- [Text for analysis]
————————

These, therefore, are some of the achievements, the successes we have registered. We have also established a number of measures or a mechanism for witnesses living alone or living with their parents, single parents, without impeding into the livelihoods of their family members. It is important at this stage to pay tribute to those more than 2,000 persons who have made it to Arusha for the purposes of testifying. We are all aware that it is not easy to recall events which were terrible, which scarred us so badly, but witnesses do so in the interest of justice.

Among the witnesses we have victims. We do have witnesses who were sexually abused, witnesses who lost family members but who, notwithstanding, still accept to help justice in its work.

We also have expert witnesses who are compensated for the services provided to the Court. We also have detained witnesses or detainee witnesses. These are persons who are in detention in their countries or persons who have been detained by the Tribunal and are serving their sentences in various countries. All of these persons are sent to Arusha to ease the work of the Judges, because without the witnesses, apart from documentary evidence, I wonder what would happen in courts, hence the prime role of the witnesses in court.

We have the responsibility of providing not only support to the witnesses, administrative, judicial, medical, psychological support, but we also have the duty to ensure their security. One of the major challenges is that we do not have total control over these persons who come from all over to testify in Arusha and return to their countries of residence. We have the main office in Arusha and a sub office in Kigali, hence the constraint or constraining our operations. But that has not barred us from establishing a relationship of trust, because over the years we have had witnesses who have come back and forth to testify in various trials.

————————

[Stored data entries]
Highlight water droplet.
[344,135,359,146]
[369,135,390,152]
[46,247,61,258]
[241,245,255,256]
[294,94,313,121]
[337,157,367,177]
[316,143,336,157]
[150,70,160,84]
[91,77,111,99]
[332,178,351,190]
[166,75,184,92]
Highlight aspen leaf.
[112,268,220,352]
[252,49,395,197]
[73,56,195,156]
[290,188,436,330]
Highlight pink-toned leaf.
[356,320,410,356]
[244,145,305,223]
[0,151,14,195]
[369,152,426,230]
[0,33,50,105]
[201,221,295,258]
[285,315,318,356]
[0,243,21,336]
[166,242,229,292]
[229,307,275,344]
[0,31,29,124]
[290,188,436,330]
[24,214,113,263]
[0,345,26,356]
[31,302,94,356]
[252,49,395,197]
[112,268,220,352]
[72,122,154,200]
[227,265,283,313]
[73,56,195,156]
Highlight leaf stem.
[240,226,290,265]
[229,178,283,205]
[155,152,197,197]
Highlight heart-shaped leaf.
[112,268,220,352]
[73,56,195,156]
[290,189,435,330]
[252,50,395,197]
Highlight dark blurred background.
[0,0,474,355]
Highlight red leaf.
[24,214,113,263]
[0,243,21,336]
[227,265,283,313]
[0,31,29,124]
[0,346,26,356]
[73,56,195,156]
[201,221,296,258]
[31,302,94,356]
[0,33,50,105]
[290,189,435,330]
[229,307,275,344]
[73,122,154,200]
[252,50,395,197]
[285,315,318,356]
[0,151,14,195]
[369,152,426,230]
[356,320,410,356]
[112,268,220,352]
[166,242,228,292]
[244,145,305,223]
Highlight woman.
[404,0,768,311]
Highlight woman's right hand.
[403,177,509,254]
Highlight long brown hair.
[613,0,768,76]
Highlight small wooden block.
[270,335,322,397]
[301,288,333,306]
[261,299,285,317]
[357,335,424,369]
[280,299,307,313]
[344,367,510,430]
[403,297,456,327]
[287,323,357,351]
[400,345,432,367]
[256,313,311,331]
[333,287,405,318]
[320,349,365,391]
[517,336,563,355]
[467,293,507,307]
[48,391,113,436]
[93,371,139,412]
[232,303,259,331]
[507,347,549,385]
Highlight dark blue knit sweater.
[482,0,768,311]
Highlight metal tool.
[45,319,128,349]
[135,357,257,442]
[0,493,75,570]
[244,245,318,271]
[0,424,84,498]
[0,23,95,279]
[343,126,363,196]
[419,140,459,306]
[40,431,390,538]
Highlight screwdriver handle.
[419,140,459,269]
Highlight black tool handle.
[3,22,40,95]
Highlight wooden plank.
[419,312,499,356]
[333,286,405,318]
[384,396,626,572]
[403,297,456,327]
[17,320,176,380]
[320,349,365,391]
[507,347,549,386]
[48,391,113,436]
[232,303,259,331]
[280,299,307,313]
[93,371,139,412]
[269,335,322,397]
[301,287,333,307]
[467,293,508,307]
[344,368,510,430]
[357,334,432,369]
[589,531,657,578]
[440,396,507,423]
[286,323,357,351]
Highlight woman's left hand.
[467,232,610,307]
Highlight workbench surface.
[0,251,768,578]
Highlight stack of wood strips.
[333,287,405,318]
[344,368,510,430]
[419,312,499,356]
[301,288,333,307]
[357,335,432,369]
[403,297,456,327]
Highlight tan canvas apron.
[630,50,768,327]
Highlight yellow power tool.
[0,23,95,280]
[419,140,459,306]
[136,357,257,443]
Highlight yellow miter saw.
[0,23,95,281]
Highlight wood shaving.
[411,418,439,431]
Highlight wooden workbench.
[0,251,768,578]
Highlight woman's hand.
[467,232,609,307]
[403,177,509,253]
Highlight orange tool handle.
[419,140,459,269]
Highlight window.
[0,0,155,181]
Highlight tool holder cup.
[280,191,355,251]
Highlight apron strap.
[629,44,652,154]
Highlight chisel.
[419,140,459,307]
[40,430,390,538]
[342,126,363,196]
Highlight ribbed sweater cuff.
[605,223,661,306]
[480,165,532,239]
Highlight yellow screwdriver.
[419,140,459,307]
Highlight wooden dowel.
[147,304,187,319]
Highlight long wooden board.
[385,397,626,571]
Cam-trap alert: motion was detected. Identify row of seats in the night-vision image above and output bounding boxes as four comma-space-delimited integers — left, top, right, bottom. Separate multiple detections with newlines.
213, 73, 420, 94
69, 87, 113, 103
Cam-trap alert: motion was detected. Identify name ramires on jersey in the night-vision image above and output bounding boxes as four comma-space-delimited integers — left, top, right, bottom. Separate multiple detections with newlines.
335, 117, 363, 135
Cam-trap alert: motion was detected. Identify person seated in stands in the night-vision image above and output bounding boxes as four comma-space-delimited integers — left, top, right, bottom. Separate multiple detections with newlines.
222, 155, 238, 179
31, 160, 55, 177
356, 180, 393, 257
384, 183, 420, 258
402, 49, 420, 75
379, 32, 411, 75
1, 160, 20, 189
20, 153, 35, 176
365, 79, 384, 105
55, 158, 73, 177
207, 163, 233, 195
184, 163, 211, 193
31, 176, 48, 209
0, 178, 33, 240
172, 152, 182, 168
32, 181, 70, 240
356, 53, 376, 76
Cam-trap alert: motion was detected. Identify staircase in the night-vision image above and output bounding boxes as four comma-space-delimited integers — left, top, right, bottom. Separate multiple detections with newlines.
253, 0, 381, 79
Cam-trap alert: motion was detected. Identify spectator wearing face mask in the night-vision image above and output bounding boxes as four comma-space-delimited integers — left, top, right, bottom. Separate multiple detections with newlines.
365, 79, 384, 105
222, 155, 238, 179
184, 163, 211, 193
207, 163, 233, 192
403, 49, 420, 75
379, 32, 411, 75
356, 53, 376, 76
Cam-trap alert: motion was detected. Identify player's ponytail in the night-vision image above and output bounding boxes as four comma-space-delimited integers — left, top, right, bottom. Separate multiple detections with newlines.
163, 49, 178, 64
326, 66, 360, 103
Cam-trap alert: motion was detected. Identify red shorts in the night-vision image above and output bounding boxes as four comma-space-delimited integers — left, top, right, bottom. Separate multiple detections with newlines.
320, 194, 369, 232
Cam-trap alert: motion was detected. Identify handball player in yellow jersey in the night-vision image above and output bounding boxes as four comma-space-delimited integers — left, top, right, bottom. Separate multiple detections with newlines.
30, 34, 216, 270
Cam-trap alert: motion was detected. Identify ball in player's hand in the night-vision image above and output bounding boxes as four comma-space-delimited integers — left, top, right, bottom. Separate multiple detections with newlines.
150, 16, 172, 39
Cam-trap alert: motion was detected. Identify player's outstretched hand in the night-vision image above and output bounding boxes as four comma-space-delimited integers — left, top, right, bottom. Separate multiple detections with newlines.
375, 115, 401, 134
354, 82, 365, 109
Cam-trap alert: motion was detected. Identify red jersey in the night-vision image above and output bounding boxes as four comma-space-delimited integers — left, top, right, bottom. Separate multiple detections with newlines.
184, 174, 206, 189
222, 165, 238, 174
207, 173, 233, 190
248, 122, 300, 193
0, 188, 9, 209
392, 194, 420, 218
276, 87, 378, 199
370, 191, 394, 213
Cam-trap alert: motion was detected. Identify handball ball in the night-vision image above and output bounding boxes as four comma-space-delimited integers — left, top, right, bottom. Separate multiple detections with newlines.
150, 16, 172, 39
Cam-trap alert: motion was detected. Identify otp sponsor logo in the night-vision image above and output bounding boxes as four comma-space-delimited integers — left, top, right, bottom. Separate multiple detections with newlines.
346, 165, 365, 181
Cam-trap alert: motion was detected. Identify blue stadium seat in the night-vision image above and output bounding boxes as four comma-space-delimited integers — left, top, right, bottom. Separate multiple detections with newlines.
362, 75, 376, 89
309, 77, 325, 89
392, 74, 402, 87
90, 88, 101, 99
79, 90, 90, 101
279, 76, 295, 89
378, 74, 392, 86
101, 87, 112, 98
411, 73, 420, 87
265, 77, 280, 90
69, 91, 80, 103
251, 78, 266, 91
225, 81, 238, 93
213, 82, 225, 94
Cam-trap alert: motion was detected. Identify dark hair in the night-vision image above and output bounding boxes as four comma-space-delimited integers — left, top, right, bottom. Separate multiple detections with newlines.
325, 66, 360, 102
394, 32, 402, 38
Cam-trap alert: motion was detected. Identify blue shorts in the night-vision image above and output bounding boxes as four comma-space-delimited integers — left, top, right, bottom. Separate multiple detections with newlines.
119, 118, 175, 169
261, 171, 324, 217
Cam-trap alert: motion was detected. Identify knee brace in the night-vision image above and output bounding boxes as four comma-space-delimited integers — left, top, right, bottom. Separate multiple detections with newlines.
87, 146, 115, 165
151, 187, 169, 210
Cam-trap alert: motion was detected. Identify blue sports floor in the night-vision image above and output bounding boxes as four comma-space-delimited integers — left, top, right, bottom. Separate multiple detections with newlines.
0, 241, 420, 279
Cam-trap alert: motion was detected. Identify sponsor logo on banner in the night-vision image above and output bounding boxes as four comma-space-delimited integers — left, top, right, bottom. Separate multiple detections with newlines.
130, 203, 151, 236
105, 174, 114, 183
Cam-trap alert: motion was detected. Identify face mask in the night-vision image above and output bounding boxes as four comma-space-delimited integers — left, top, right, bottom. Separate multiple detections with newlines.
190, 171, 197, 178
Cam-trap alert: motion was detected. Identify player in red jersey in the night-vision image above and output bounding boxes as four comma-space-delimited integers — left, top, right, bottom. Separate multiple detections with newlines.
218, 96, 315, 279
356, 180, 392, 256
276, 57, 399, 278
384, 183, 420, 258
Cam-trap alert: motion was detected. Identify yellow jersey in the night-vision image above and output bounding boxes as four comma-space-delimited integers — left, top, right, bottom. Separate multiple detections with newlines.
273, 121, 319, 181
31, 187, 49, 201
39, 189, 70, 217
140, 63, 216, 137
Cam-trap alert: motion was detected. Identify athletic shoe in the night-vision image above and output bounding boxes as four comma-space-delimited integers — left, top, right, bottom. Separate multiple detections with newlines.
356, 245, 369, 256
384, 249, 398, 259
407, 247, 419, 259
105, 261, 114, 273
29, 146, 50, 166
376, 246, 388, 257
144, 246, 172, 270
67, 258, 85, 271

————————

- [Using the information]
a: According to the passage on witnesses who testify in Arusha, how many persons have made it to Arusha to testify?
b: Rewrite the passage on witnesses who testify in Arusha, starting at the words "These, therefore, are" and stopping after "interest of justice.". In that stretch, substitute "homage" for "tribute".
c: Resume the passage on witnesses who testify in Arusha after its last sentence.

- [Task-by-task outputs]
a: More than 2,000 persons.

b:
These, therefore, are some of the achievements, the successes we have registered. We have also established a number of measures or a mechanism for witnesses living alone or living with their parents, single parents, without impeding into the livelihoods of their family members. It is important at this stage to pay homage to those more than 2,000 persons who have made it to Arusha for the purposes of testifying. We are all aware that it is not easy to recall events which were terrible, which scarred us so badly, but witnesses do so in the interest of justice.

c:
Some of the witnesses who were considered as vulnerable, upon a security risk assessment, were relocated internally, which means moving within the same country. And with the support, once again, of states, other witnesses, through some special UN programmes or other agency programmes, were relocated to other countries where security conditions were much more sound to keep them from harms way. And that much I can report about witnesses.

Let me also lay emphasis on the issuing of travel documents. I remember that previously we had been we had come under attack by some parties on the ground that some countries knew that witnesses will travel to Arusha. When dealing with states cooperation with states, we should bear in mind the sovereignty of states. You cannot issue a travel document which will be null and void in another country of transit for the witness. You have a witness travelling from country X who has to transit through two or three countries before getting to country Y, hence, the import of obtaining a travel document that will be recognised by all the countries until the witnesses’s final destination.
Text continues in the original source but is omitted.